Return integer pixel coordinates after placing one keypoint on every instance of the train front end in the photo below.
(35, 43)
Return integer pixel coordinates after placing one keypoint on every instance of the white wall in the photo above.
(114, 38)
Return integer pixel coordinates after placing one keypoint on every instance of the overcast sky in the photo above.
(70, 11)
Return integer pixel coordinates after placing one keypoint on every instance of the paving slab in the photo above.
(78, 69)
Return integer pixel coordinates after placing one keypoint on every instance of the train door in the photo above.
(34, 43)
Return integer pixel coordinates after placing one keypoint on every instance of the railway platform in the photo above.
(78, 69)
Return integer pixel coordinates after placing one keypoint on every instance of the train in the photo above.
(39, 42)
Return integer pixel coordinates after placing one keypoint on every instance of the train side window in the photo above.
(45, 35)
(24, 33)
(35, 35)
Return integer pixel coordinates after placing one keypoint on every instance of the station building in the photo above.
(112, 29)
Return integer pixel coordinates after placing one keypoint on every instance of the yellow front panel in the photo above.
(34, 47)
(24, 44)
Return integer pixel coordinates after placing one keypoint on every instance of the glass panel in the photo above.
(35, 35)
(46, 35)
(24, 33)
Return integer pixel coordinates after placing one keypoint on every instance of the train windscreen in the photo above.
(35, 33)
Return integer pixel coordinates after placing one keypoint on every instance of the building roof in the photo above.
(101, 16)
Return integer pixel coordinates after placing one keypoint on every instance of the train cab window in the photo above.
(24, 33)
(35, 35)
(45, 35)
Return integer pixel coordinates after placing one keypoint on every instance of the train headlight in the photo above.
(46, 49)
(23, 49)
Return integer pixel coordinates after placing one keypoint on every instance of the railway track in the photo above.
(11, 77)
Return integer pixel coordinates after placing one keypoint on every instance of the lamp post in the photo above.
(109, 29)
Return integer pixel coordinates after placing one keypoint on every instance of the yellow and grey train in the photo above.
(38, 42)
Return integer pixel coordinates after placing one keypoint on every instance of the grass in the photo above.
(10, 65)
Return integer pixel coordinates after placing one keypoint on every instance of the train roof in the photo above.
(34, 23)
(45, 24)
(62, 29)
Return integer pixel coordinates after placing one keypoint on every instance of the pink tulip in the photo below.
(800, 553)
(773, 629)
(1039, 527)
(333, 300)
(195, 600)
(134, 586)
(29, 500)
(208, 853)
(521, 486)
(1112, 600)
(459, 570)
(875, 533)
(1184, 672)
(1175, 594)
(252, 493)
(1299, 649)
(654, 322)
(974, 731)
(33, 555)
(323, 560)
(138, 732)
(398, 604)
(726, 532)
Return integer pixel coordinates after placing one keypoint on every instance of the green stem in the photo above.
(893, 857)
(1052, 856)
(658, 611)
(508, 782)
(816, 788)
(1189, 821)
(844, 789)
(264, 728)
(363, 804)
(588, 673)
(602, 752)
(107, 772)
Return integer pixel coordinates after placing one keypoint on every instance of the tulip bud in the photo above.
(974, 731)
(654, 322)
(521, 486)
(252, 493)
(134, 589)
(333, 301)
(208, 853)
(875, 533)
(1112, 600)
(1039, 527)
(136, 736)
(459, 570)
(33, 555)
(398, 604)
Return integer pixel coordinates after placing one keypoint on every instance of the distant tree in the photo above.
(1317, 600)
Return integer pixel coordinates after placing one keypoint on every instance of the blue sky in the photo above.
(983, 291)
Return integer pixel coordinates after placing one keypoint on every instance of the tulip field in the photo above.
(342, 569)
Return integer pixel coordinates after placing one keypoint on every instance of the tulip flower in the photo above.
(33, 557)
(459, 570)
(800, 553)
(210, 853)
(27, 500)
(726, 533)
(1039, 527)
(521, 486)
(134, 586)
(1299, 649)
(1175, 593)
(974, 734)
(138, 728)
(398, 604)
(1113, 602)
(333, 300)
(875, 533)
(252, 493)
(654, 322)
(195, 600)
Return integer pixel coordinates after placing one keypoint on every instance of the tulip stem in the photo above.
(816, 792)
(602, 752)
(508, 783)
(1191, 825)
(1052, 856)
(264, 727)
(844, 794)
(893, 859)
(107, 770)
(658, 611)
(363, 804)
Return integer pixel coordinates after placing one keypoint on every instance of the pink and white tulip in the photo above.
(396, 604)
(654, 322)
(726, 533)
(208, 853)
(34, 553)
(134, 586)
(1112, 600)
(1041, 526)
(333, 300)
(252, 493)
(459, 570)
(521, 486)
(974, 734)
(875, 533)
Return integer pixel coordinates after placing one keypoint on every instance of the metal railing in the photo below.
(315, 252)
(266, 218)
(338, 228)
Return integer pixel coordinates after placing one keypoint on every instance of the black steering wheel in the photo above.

INSTRUCTIONS TO FOLLOW: Verbatim and in full, return the listing above.

REPLY:
Return integer pixel coordinates after placing one keypoint on every instance of the train front end in the photo below.
(35, 43)
Return integer pixel coordinates after placing one keypoint on every instance of the white wall in the photo above.
(114, 38)
Return integer pixel coordinates after placing one keypoint on every instance of the overcast sky in the photo above.
(70, 11)
Return integer pixel coordinates after placing one keypoint on every instance of the paving slab in the photo above.
(78, 69)
Return integer pixel coordinates after placing one keypoint on every instance of the train door in the photo above.
(34, 43)
Return integer pixel coordinates after placing one keypoint on every instance of the railway platform in the photo above.
(78, 69)
Return integer pixel coordinates after placing one keypoint on every instance of the train in the photo above.
(39, 42)
Return integer pixel coordinates after placing one keypoint on every instance of the train side window in the photo above.
(45, 35)
(24, 33)
(35, 35)
Return integer pixel coordinates after placing one keypoint on every instance of the station building in the photo above.
(112, 29)
Return integer pixel coordinates after placing one keypoint on every instance of the yellow front panel in the photo above.
(34, 47)
(24, 44)
Return integer pixel coordinates after placing one keypoint on every instance of the glass panel in the photo above.
(35, 35)
(46, 35)
(24, 33)
Return integer pixel coordinates after placing one keypoint on every instance of the train windscreen in the photo above.
(35, 33)
Return integer pixel coordinates after placing one keypoint on every instance of the building roof in the photo above.
(101, 16)
Return integer pixel coordinates after placing one keypoint on every instance of the train cab window in the photo above.
(24, 33)
(35, 35)
(45, 35)
Return integer pixel coordinates after placing one keypoint on every instance of the train headlight in the photo above.
(46, 49)
(23, 49)
Return integer pixel coordinates after placing one keypoint on every instance of the railway track in the photo above.
(11, 77)
Return integer pixel coordinates after placing one keypoint on every instance of the lamp post in the photo above.
(109, 29)
Return integer pixel coordinates after placing one keypoint on every instance of the yellow and grey train in the photo above.
(38, 42)
Return integer pixel coordinates after placing one keypoint on every instance of the grass in the photo above.
(10, 65)
Return integer pixel coordinates after placing one keypoint on every instance of the train roof in the photo above.
(34, 23)
(45, 24)
(62, 29)
Return integer pixel coordinates after placing one keypoint on every instance of the pink tulip in the photo below.
(800, 553)
(773, 629)
(1039, 527)
(333, 300)
(195, 600)
(134, 586)
(29, 500)
(208, 853)
(521, 486)
(1112, 600)
(459, 570)
(875, 533)
(1184, 672)
(1175, 594)
(252, 493)
(1299, 649)
(654, 322)
(974, 731)
(33, 555)
(323, 560)
(138, 732)
(398, 604)
(726, 532)
Return integer pixel coordinates after placing one keypoint on every instance of the green stem in the photo above.
(893, 857)
(1052, 856)
(658, 611)
(508, 782)
(816, 788)
(1189, 821)
(844, 789)
(264, 728)
(363, 804)
(588, 673)
(602, 752)
(107, 772)
Return integer pixel coordinates after placing one keypoint on every instance of the tulip bud in the photo above.
(974, 731)
(654, 322)
(521, 486)
(252, 493)
(134, 589)
(333, 301)
(208, 853)
(875, 533)
(1112, 600)
(1039, 527)
(136, 736)
(459, 570)
(33, 555)
(398, 604)
Return integer pixel coordinates after placing one keypoint on every instance of the distant tree in the photo above.
(1317, 600)
Return integer pixel coordinates after placing one keypoint on every instance of the blue sky in the photo above.
(983, 291)
Return integer pixel coordinates after placing one keypoint on every instance of the tulip field in the photo above.
(342, 569)
Return integer pixel coordinates after placing one keypoint on every instance of the tulip flower in the photo above.
(33, 557)
(459, 570)
(800, 553)
(210, 853)
(27, 500)
(726, 533)
(1039, 527)
(521, 486)
(134, 586)
(1299, 649)
(1175, 593)
(974, 734)
(138, 728)
(398, 604)
(1113, 602)
(333, 300)
(875, 533)
(252, 493)
(654, 322)
(195, 600)
Return integer pixel coordinates after placing one keypoint on every instance of the tulip stem in the photo above.
(816, 792)
(602, 752)
(508, 783)
(1191, 825)
(1052, 856)
(264, 727)
(844, 794)
(893, 859)
(107, 770)
(658, 611)
(363, 804)
Return integer pixel coordinates after placing one keypoint on every instance of the pink and white tulip in the photo above.
(396, 604)
(654, 322)
(726, 533)
(208, 853)
(34, 553)
(134, 586)
(1112, 600)
(1041, 526)
(333, 300)
(252, 493)
(459, 570)
(521, 486)
(974, 734)
(875, 533)
Return integer pixel coordinates after placing one keypoint on every instance of the metal railing in the photo below.
(315, 252)
(266, 218)
(338, 228)
Return integer pixel coordinates after placing one keypoint on every instance of the black steering wheel in the photo above.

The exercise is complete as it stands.